> **ACTION ITEM A**
Set down the part of the passage on the Cedars-Sinai AI heart-scan trial that begins at the words "The research, led" and stops after the words "describing the work.", copying it word for word.
> **ACTION ITEM B**
For each statement below, decide whether the passage on the Cedars-Sinai AI heart-scan trial supports it, answering yes or no and quoting the words that settle it.
(i) Before this trial, the AI technology for assessing left ventricular ejection fraction had already been tested in a randomized fashion.
(ii) The primary end point was measured as the proportion of cases with a change greater than five percent.
(iii) David Ouyang served as principal investigator of the clinical trial.

> **PAGE EXCERPT**
The research, led by Smidt Heart Institute and the Division of Artificial Intelligence in Medicine at Cedars-Sinai, showed there was less disagreement between the first assessment made by AI and a final cardiologist assessment than there was if the first scan was assessed by a sonographer.

“The results have immediate implications for patients undergoing cardiac function imaging as well as broader implications for the field of cardiac imaging,” said cardiologist David Ouyang, principal investigator of the clinical trial and senior author of the Nature paper describing the work.

“This trial offers rigorous evidence that utilizing AI in this novel way can improve the quality and effectiveness of echocardiogram imaging for many patients.”

Work by the same group, published in 2020, developed AI technology to assess left ventricular ejection fraction, a measure commonly used to evaluate cardiac function. However, this technology was not previously tested in a randomized fashion.

To test the effectiveness of the AI developed by Ouyang and team, a blinded, randomized study was carried out comparing the accuracy of the AI assessment of patient electrocardiograms with that of trained sonographers.

The primary end point of the study was the change in assessment of left ventricular ejection fraction between the first evaluation, carried out by the AI or a sonographer, and the final expert cardiologist assessment. This was measured as the proportion of cases with a change greater than five percent.

> **DATA SHOWN**
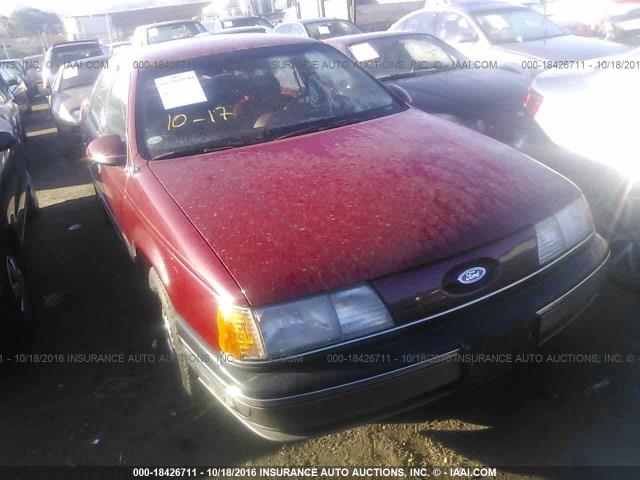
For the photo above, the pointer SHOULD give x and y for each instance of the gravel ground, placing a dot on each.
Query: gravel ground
(89, 299)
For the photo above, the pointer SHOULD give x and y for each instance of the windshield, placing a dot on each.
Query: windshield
(176, 31)
(406, 55)
(250, 97)
(71, 53)
(522, 25)
(331, 29)
(10, 71)
(245, 22)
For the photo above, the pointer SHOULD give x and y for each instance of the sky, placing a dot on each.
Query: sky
(80, 7)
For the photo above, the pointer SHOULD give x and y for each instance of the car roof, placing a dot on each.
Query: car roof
(347, 40)
(475, 6)
(238, 17)
(190, 48)
(169, 22)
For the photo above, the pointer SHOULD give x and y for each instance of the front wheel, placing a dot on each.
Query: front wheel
(18, 289)
(170, 321)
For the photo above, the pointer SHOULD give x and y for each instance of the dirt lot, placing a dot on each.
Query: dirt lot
(90, 300)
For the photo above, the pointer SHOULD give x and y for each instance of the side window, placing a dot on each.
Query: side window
(421, 23)
(454, 28)
(115, 114)
(99, 96)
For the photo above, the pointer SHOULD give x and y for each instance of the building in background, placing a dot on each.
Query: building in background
(369, 15)
(112, 26)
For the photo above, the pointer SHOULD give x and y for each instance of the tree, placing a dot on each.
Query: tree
(6, 28)
(27, 22)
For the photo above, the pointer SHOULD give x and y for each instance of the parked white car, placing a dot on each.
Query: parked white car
(593, 115)
(165, 32)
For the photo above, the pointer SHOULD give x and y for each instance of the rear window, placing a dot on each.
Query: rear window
(166, 33)
(245, 22)
(71, 53)
(81, 74)
(335, 28)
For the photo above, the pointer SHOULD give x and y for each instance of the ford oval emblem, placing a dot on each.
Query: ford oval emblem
(473, 275)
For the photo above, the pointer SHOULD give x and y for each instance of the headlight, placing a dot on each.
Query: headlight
(563, 231)
(298, 326)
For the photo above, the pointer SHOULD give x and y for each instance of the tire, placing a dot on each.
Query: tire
(33, 205)
(170, 319)
(18, 294)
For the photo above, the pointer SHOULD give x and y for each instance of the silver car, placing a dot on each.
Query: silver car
(592, 116)
(513, 36)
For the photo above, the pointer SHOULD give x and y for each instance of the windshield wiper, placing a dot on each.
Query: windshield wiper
(397, 76)
(187, 152)
(317, 128)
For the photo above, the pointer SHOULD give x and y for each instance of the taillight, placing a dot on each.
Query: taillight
(533, 102)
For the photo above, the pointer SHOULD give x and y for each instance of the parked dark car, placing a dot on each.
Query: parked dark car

> **ANSWER SPACE A**
The research, led by Smidt Heart Institute and the Division of Artificial Intelligence in Medicine at Cedars-Sinai, showed there was less disagreement between the first assessment made by AI and a final cardiologist assessment than there was if the first scan was assessed by a sonographer.

“The results have immediate implications for patients undergoing cardiac function imaging as well as broader implications for the field of cardiac imaging,” said cardiologist David Ouyang, principal investigator of the clinical trial and senior author of the Nature paper describing the work.

> **ANSWER SPACE B**
(i) No: "However, this technology was not previously tested in a randomized fashion."
(ii) Yes: "This was measured as the proportion of cases with a change greater than five percent."
(iii) Yes: "said cardiologist David Ouyang, principal investigator of the clinical trial"